[Records contained in a dataset]

◆ ◆ ◆ ◆ ◆

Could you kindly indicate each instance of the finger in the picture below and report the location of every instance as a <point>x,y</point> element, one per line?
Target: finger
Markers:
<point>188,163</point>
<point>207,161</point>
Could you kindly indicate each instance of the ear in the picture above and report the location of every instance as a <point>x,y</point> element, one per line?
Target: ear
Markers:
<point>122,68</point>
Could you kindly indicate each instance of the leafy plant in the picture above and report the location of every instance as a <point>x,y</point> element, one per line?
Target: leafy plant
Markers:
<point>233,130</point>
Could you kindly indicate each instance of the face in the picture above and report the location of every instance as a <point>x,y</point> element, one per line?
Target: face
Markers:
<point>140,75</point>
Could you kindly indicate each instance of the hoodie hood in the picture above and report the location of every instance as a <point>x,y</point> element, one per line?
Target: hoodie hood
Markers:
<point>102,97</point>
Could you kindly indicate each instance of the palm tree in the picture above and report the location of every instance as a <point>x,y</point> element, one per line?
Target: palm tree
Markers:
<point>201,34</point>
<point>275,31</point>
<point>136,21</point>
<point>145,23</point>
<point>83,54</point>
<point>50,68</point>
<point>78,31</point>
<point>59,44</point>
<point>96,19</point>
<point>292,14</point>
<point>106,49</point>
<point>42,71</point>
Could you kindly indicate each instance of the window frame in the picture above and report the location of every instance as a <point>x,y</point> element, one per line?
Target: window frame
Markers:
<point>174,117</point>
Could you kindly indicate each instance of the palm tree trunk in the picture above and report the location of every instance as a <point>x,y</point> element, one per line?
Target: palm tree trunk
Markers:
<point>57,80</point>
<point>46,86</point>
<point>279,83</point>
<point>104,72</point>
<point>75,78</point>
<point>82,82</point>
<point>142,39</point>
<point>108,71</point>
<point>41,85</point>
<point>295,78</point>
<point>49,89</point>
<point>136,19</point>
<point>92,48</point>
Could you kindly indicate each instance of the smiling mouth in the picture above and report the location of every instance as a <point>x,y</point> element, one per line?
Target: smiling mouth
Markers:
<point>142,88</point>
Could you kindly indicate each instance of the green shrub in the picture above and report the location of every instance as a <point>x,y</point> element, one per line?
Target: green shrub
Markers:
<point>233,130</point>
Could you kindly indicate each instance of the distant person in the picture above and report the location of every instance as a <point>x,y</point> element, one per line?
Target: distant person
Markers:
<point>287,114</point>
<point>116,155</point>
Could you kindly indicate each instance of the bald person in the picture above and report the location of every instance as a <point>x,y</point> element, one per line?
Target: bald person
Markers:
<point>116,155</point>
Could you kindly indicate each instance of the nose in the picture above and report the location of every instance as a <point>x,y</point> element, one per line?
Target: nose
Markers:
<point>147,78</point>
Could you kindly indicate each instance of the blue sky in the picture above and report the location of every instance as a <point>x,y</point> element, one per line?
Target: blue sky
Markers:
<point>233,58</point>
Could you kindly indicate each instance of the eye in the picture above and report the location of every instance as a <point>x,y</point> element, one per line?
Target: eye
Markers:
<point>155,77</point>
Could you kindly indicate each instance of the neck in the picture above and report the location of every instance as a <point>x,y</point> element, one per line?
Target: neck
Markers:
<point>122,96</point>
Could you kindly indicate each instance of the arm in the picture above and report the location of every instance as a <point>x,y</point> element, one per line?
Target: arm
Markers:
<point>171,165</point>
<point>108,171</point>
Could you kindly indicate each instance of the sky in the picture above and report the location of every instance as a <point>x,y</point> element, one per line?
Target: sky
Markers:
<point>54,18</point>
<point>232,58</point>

◆ ◆ ◆ ◆ ◆

**Task goal:** Start with the line that contains "Could you kindly indicate each instance of the blue", end with the last line of the entries, and please retype every line in that span exactly, with no others.

**Exercise answer:**
Could you kindly indicate each instance of the blue sky in the picture above and report the location of every instance as a <point>x,y</point> element, one per line?
Target: blue sky
Markers:
<point>233,58</point>
Could you kindly indicate each instance of the eye in the picture above and report the location of every instance as a <point>x,y</point> element, one per line?
Target: eye
Markers:
<point>155,77</point>
Could you kindly indicate each instance of the neck in the picture above and report the location of every instance as a <point>x,y</point> element, one per line?
Target: neck
Markers:
<point>122,96</point>
Could you kindly indicate each instance of the arm in the picture above and report the location of every instance as a <point>x,y</point> element, one per line?
Target: arm
Markers:
<point>171,165</point>
<point>108,171</point>
Could you kindly indicate each instance of the sky in the picture above and report the location of every instance as a <point>x,y</point> element, one per line?
Target: sky
Markers:
<point>54,18</point>
<point>232,58</point>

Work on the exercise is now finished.